- TASK DESCRIPTION:
Report back each line of the data that contains the word "beak".
───── DATASET RECORDS ─────
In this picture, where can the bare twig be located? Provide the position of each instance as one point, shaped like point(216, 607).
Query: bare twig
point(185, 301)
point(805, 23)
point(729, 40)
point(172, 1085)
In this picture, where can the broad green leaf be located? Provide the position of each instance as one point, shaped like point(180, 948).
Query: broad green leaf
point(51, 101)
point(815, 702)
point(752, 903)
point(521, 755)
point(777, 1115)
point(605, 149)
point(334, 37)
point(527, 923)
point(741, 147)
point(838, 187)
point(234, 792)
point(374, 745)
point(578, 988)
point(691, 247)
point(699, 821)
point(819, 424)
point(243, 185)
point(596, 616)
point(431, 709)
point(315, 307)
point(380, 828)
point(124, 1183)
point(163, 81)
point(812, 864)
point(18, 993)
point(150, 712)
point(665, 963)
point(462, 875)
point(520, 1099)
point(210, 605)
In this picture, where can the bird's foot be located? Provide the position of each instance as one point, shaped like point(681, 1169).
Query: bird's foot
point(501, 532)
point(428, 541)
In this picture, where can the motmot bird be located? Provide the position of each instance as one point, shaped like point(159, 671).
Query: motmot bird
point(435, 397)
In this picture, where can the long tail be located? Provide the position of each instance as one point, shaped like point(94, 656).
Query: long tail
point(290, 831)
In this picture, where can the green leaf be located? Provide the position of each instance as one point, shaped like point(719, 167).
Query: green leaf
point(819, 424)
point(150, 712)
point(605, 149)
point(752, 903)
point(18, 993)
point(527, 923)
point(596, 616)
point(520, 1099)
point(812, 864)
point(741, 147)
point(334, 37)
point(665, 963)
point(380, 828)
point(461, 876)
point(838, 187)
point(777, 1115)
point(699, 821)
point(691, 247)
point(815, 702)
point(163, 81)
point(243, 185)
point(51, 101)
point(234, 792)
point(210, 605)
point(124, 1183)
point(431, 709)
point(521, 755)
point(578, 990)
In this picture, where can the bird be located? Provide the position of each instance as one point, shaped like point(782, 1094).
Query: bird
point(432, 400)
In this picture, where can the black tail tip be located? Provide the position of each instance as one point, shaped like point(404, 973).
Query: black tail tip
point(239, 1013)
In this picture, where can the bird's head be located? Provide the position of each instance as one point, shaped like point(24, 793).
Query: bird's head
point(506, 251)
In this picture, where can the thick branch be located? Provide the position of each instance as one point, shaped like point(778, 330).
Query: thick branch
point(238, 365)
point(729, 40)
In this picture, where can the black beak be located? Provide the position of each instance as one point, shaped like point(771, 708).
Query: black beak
─────
- ANSWER BOX:
In this picture, where can the black beak be located? Provide the position of each instance as one point, shaped like point(771, 708).
Query: black beak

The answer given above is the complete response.